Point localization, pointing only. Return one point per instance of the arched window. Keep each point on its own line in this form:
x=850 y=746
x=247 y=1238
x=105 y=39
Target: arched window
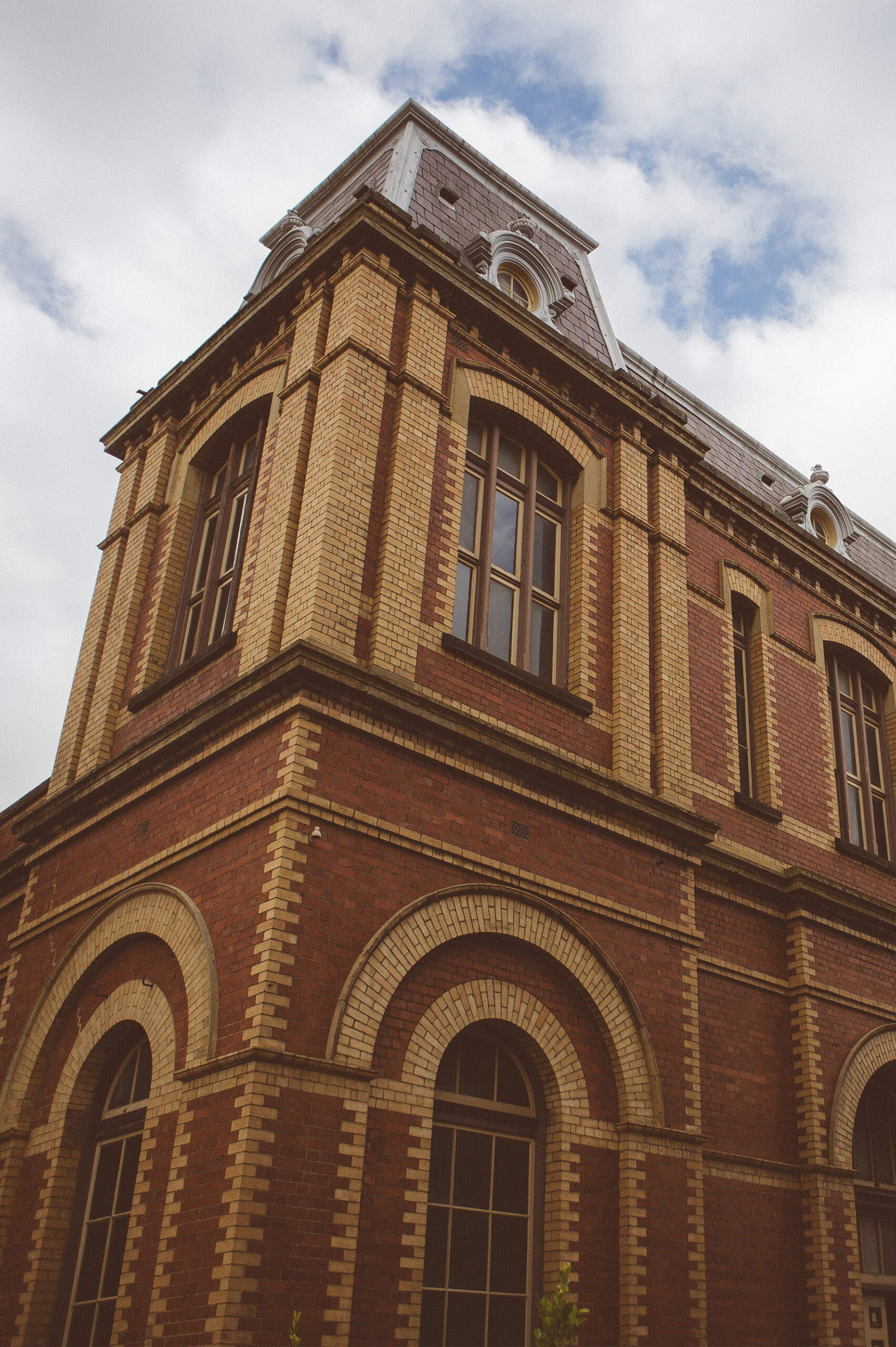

#### To do
Rewrite the items above so that every "arched window" becomes "rounded window", with nothing else altered. Omit the pictures from your answer.

#### Output of the task
Point localization, pointing only. Return one point per instance of the rounded window. Keep each point on its own line in this form:
x=850 y=746
x=247 y=1238
x=105 y=39
Target: rounded window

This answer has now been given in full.